◆ Explore the material
1 > Please quote the stretch from "Thoren held her" through "Year by SKI magazine." in the passage about Jeannie Thoren's ski career.
2 > Continue the passage about Jeannie Thoren's ski career, starting right after its last sentence.

Thoren held her first women’s gear clinic at Buck Hill, Minnesota in 1981. In 1986, she designed the first woman-specific ski for the Blizzard Ski Company of Austria, and she taught than 70 women’s gear clinics throughout North America from 1988 to 2006. She was recognized by Skiing Magazine as one of the 25 Most Influential People and was named one of the Top 100 Most Influential People in the History of Skiing by SKI magazine. From 2000 to 2002, she was ranked as one of the top 100 ski instructors in America.

In 2003, she received the Carson White Golden Quill Award for outstanding contribution to skiing by the North American Snowsports Journalist Association.

And in 2007, she designed the Dynastar Exclusive Carve Ski, which was named Ski of the Year by SKI magazine.

In 2009, she opened Jeannie Thoren’s Women’s Ski Center in Vail.

“It’s been a long, long journey, and it’s been fantastic, but it sure did go by fast,” Thoren said. “So the seed was planted years and years ago. Even in Lake Placid, I’m sure there’s some young girl that still remembers me being there causing a ruckus and having it work out.”

Thoren Theory

Natalie Leduc learned the Thoren Theory of skiing after participating in Jeannie Thoren’s women-only workshops at Whiteface Mountain, and she became a stronger skier because of it.

“I did all of the workshops because I did all the demonstrating for her,” Leduc said. “I was her assistant.”

Leduc subscribed to the Thoren Theory because it worked, and it all hinged on the balance points for women.

“We’re further back than a man,” Thoren said. “Basically, what I was working with all those years was getting women into the right balance point to use their equipment correctly.”

Picture a piece of fruit – a pear.

“What I’ve always said is that women are pears sitting on their bottoms, and men are pears standing on their heads,” Thoren said. “So we’ve got all of our weight down lower and further back, and a guy’s weight is up higher and further forward.”

Women have traditionally been too far back on their skis because those skis were originally designed for men.

“That’s been one of my missions in my life, and it’s been accomplished,” Thoren said. “One of the things about women’s skis are the bindings are mounted further forward.”

◆ Dataset extract
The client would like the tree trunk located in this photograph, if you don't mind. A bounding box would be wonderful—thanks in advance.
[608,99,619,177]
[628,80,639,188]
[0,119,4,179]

◆ Responses
1 >
Thoren held her first women’s gear clinic at Buck Hill, Minnesota in 1981. In 1986, she designed the first woman-specific ski for the Blizzard Ski Company of Austria, and she taught than 70 women’s gear clinics throughout North America from 1988 to 2006. She was recognized by Skiing Magazine as one of the 25 Most Influential People and was named one of the Top 100 Most Influential People in the History of Skiing by SKI magazine. From 2000 to 2002, she was ranked as one of the top 100 ski instructors in America.

In 2003, she received the Carson White Golden Quill Award for outstanding contribution to skiing by the North American Snowsports Journalist Association.

And in 2007, she designed the Dynastar Exclusive Carve Ski, which was named Ski of the Year by SKI magazine.

2 >
Passing the torch

After selling Jeannie Thoren’s Women’s Ski Center to Outdoor Divas earlier in the spring, Thoren and her husband, Tom Haas, moved to Minnesota to spend the rest of their retirement years. Haas – a former world-class cross-country skier and winner of the American Birkebeiner race – has been sick and was on oxygen 24 hours a day in the Rocky Mountains.

“We can’t be at altitude anymore,” Thoren said. “The only reason we retired is that Vail is at 8,000 feet.”

But that doesn’t mean Thoren is done with skiing.

“I still think about it all, and I will definitely ski the rest of my life, that’s for sure,” she said.

And Thoren is not done helping the ski industry. She’s still curious. And she’d like to participate in academic studies that explore the differences between men and women as they relate to skiing and equipment.

“One thing that doesn’t change is women’s builds,” she said. “You can change skis, you can change boots, you can change poles, you can change the hill that they’re on, but you can’t change a woman’s anatomical shape.”

It’s because of this one constant – the female form – that Thoren sees herself as the first, not the last, ski instructor traveling around the U.S. teaching women the Thoren Theory.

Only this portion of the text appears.